> _Your task_:
Starting at the line that contains "of the diamond", copy each line through the end of the listing below. Include both ends and output nothing more.
--- Begin ---
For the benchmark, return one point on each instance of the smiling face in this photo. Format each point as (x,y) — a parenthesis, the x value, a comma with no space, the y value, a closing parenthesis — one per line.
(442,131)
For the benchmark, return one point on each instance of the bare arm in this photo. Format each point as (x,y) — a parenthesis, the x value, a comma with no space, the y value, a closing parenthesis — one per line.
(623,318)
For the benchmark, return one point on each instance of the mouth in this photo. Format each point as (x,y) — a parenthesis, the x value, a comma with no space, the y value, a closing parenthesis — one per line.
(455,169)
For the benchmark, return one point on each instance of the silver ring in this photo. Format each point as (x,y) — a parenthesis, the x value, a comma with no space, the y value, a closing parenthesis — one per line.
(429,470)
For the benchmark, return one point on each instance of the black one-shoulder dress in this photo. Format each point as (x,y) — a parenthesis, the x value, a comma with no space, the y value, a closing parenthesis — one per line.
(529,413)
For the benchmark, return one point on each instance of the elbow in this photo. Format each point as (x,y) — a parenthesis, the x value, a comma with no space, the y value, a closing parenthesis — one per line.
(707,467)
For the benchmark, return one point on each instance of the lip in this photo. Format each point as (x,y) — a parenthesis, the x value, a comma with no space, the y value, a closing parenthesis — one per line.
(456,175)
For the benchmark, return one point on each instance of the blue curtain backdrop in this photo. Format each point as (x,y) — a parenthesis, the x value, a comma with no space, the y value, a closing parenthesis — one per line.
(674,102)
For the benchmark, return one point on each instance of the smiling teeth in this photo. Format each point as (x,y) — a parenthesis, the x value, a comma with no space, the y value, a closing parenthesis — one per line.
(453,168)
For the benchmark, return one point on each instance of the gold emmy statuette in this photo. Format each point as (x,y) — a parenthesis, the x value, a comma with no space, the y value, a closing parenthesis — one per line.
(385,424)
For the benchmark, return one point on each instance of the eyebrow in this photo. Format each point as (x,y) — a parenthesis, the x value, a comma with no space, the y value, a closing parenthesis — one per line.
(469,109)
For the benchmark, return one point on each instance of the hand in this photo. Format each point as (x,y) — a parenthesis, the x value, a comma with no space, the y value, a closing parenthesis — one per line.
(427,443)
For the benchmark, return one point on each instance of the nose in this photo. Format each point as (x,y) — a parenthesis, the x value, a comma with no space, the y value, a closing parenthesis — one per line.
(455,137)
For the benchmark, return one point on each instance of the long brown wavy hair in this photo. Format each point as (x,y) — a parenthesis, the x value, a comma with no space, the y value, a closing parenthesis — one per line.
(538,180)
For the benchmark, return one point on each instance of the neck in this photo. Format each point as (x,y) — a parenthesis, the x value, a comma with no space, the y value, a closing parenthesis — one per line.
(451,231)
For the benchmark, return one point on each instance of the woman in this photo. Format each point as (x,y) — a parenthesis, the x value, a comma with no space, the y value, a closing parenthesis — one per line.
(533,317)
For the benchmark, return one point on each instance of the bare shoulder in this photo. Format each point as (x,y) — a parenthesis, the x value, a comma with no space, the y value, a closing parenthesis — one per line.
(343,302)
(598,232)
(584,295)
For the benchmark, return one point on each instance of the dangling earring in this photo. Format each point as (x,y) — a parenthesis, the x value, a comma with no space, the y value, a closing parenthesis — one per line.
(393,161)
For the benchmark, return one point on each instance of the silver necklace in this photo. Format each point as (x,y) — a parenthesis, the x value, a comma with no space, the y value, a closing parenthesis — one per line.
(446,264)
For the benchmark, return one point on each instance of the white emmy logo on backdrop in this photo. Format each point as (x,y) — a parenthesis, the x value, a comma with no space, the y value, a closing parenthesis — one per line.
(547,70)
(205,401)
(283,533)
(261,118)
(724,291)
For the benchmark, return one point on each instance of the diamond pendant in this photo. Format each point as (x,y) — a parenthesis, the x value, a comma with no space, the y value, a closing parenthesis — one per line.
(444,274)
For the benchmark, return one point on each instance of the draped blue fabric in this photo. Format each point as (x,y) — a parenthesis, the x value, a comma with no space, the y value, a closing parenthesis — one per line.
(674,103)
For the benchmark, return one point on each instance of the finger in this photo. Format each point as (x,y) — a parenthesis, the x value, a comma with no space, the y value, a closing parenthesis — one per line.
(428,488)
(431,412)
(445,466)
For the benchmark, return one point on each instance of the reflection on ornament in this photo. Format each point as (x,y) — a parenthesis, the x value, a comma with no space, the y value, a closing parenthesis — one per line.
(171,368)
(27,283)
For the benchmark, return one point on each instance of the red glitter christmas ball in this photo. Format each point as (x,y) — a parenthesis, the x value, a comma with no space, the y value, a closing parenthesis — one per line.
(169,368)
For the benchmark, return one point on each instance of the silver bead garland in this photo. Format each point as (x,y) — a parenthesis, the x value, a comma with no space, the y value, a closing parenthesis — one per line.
--- End ---
> _Reply_:
For the benchmark, return one point on each instance of the diamond pendant in this photo. Format each point as (x,y) — a parenthesis, the x value, a comma with no space, the y value, a closing parenthesis — one per line.
(444,274)
For the benchmark, return one point on each instance of the draped blue fabric in this photo. Format each point as (x,y) — a parenthesis, the x value, a comma with no space, the y value, a closing parenthesis — one per line.
(674,103)
For the benchmark, return one point on each instance of the finger in this photo. Format each point as (x,y) — a parenthesis, the x value, a comma with no space, the y value, a closing parenthesis — one per line.
(428,488)
(431,412)
(445,466)
For the benchmark, return one point on each instance of the reflection on ornament in this photo. Format each point as (x,y) — a parenthesis, the x value, a comma with no space, the y value, a closing parenthesis — one per line.
(171,368)
(27,283)
For the benchmark, return one point on each instance of the red glitter christmas ball in this photo. Format each point as (x,y) — a parenthesis, the x value, a comma with no space, the y value, a closing parenthesis — one per line.
(169,368)
For the benchmark, return one point on each instance of the silver bead garland in this photo. Format each point as (x,y) — a parenthesis, the x value, a comma with no space, the y value, a closing parenthesis — one per line.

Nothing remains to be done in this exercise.